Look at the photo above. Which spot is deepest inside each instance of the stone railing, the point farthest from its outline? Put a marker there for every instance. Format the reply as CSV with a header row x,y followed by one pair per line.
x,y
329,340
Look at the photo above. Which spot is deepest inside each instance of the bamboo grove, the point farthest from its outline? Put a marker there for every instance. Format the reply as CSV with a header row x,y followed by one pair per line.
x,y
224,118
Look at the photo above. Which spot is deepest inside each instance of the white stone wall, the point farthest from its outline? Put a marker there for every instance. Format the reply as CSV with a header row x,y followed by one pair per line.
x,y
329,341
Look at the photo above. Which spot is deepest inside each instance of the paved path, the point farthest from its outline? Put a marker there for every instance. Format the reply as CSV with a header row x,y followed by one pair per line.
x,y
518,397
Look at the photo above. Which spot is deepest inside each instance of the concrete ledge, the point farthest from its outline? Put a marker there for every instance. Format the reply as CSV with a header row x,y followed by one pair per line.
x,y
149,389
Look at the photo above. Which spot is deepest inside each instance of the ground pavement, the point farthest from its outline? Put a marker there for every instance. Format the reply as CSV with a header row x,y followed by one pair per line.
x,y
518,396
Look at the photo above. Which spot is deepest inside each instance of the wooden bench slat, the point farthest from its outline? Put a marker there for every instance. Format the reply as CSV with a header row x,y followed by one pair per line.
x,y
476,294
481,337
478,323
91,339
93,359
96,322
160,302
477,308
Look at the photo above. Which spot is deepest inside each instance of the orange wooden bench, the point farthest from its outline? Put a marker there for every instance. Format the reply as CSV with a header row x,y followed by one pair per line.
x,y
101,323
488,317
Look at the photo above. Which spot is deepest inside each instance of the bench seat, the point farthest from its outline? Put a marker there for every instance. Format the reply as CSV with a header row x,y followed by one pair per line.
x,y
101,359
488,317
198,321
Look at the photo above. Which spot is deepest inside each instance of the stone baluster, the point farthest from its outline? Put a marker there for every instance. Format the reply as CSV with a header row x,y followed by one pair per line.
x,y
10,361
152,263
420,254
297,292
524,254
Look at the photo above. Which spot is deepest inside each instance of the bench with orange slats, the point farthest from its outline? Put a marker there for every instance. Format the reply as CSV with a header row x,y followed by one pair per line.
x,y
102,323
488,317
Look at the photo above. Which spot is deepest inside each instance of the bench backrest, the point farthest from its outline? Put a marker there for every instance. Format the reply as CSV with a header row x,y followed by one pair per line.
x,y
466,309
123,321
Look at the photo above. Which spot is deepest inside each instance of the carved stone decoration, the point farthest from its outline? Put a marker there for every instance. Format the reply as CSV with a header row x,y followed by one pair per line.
========================================
# Task objective:
Recast all of the data above as a Markdown table with the columns Row and Line. Give each line its own row, number the rows in order, and omit blank lines.

# Reply:
| Row | Line |
|---|---|
| 1 | Look at the photo above. Which spot is deepest inside each instance of the stone railing, the point farthest from its outline? Put a marker there for every instance. Format the reply as CSV with a header row x,y followed by one pair per line. |
| 2 | x,y |
| 3 | 329,340 |
| 4 | Look at the photo above. Which spot is deepest inside each instance of the bamboo grove, the point farthest from its outline? Put a marker there for every instance. Format the reply as CSV with a header row x,y followed by one pair per line. |
| 5 | x,y |
| 6 | 224,118 |
| 7 | Look at the photo above. Which spot is deepest inside each instance of the white stone wall, the point farthest from its outline? Put a marker there for every instance. Format the reply as CSV with a header row x,y followed by one pair per line. |
| 8 | x,y |
| 9 | 329,341 |
| 10 | Look at the photo above. Which spot is deepest inside each instance of the paved path, the point farthest from its outline? Put a marker there for every instance. Format the reply as CSV with a header row x,y followed by one pair per line. |
| 11 | x,y |
| 12 | 518,397 |
| 13 | Look at the photo above. Which spot is deepest inside each instance of the concrete ledge, the point farthest from its outline? Put a marker there for every instance. Format the reply as CSV with a header row x,y followed by one pair per line. |
| 14 | x,y |
| 15 | 149,389 |
| 16 | Look at the photo above. Which spot is deepest inside each instance of the ground pavement, the point farthest from its outline? Put a marker there for every instance. Format the reply as CSV with a header row x,y followed by one pair per line. |
| 17 | x,y |
| 18 | 518,396 |
| 19 | Look at the photo above. Which spot is deepest inside each instance of the wooden bench slat, the point farthest from its outline? Put a marker there for every instance. Format the reply as CSV with a header row x,y followed by one pair per line. |
| 20 | x,y |
| 21 | 476,294 |
| 22 | 481,337 |
| 23 | 478,323 |
| 24 | 91,339 |
| 25 | 93,359 |
| 26 | 96,322 |
| 27 | 160,302 |
| 28 | 477,308 |
| 29 | Look at the photo above. Which spot is deepest inside each instance of the orange wooden bench, the point farthest from its outline? Put a marker there for every instance. Format the reply as CSV with a header row x,y followed by one pair per line. |
| 30 | x,y |
| 31 | 101,323 |
| 32 | 488,317 |
| 33 | Look at the photo above. Which spot is deepest inside each instance of the bench seat, the point farthest from its outline? Put a marker there for every instance. Format the reply as CSV with a header row x,y followed by one pair per line. |
| 34 | x,y |
| 35 | 101,359 |
| 36 | 488,317 |
| 37 | 198,321 |
| 38 | Look at the photo above. Which spot is deepest inside each instance of the stone baluster, the point farthest from its outline? Put a marker there for every instance. Format the reply as CSV with a header row x,y followed by one pair per line. |
| 39 | x,y |
| 40 | 10,361 |
| 41 | 152,263 |
| 42 | 420,254 |
| 43 | 297,292 |
| 44 | 524,254 |
| 45 | Look at the photo above. Which spot is deepest inside each instance of the bench with orange slats, the point farthest from its outline? Put a marker there for every instance. Format the reply as CSV with a header row x,y followed by one pair per line. |
| 46 | x,y |
| 47 | 102,323 |
| 48 | 488,317 |
| 49 | Look at the photo above. Which spot is deepest inside each instance of the bench backrest, the point farthest from its outline? Put a marker there for every instance. Format the reply as CSV with a header row x,y followed by one pair per line. |
| 50 | x,y |
| 51 | 466,309 |
| 52 | 123,321 |
| 53 | Look at the photo above. Which spot is deepest inside each instance of the carved stone decoration, the point farthest from its outline? Put a marker there for every instance. Format the reply as CSV with a header row x,y followed by one pair per line. |